### What the exercise asks
Return the items verbatim, starting at the first line of the items and ending at the line that contains "pixel 1207 821", with both of those lines included.

### Data for this task
>> start

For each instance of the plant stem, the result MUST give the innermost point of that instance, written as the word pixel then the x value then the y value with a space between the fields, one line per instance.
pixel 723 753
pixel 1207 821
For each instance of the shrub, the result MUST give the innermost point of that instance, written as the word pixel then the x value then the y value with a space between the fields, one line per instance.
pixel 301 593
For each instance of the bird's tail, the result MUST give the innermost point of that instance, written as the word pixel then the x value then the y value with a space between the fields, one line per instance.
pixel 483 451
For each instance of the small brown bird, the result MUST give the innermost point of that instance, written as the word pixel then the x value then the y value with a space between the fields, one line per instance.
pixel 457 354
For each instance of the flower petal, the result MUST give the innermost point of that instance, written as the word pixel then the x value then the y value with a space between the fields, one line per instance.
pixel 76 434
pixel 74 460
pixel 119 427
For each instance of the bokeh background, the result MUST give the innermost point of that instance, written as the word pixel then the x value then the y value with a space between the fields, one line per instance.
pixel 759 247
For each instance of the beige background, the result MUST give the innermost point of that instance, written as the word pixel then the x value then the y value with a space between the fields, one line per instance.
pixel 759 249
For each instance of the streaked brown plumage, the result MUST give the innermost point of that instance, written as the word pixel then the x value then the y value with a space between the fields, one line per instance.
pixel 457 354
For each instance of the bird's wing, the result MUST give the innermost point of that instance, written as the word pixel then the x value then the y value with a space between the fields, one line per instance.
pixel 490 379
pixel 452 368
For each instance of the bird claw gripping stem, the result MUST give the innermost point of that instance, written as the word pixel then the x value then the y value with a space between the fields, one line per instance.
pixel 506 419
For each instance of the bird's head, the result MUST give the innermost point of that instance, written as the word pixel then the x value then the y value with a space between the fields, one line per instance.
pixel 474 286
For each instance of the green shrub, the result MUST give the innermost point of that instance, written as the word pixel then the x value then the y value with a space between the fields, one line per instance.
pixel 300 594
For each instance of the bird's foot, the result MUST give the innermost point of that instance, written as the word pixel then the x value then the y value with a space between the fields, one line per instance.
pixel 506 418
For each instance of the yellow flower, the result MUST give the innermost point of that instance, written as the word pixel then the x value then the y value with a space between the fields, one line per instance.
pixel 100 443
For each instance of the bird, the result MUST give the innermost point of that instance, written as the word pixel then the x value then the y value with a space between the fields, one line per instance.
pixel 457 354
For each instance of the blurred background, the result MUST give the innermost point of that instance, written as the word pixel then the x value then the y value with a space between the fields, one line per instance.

>> end

### Output below
For each instance of the plant stem, the result MUST give the innermost point of that instance, written as the word pixel then the x value then the y value with a space between the fields, one line per instance.
pixel 723 753
pixel 1207 821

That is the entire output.